▶ [Excerpted records]

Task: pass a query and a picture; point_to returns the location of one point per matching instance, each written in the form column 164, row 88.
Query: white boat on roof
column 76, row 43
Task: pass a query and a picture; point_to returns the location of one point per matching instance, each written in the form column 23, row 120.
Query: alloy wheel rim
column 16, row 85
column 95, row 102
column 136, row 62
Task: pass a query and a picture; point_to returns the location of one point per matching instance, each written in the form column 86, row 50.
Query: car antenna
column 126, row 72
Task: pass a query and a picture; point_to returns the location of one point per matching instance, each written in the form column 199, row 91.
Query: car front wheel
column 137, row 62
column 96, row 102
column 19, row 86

--

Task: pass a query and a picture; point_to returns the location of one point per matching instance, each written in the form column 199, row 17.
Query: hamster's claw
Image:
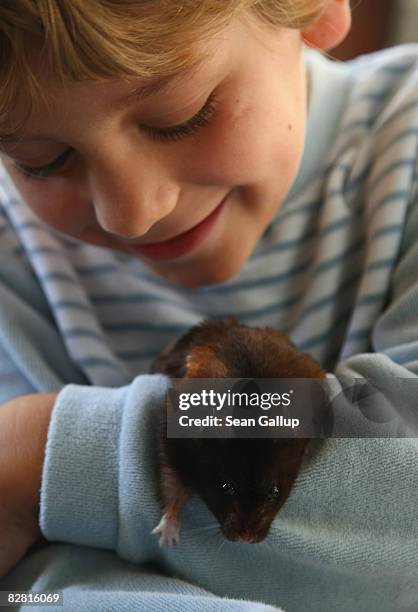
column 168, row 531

▶ [Your objective] Starting at the line that has "86, row 50." and stopping after the line that has "column 19, row 86", give only those lines again with "car antenna" swapped for "roof antenna" and nothing else changed.

▶ [Answer for this exercise]
Task: pass a query and a picture; point_to returns the location of one point per matching instance, each written in the form column 86, row 50.
Query: roof antenna
column 126, row 72
Task: pass a query and a picture; point_to returns the location of one point per matching instance, each written in the form column 199, row 91.
Query: car front wheel
column 137, row 62
column 96, row 102
column 19, row 86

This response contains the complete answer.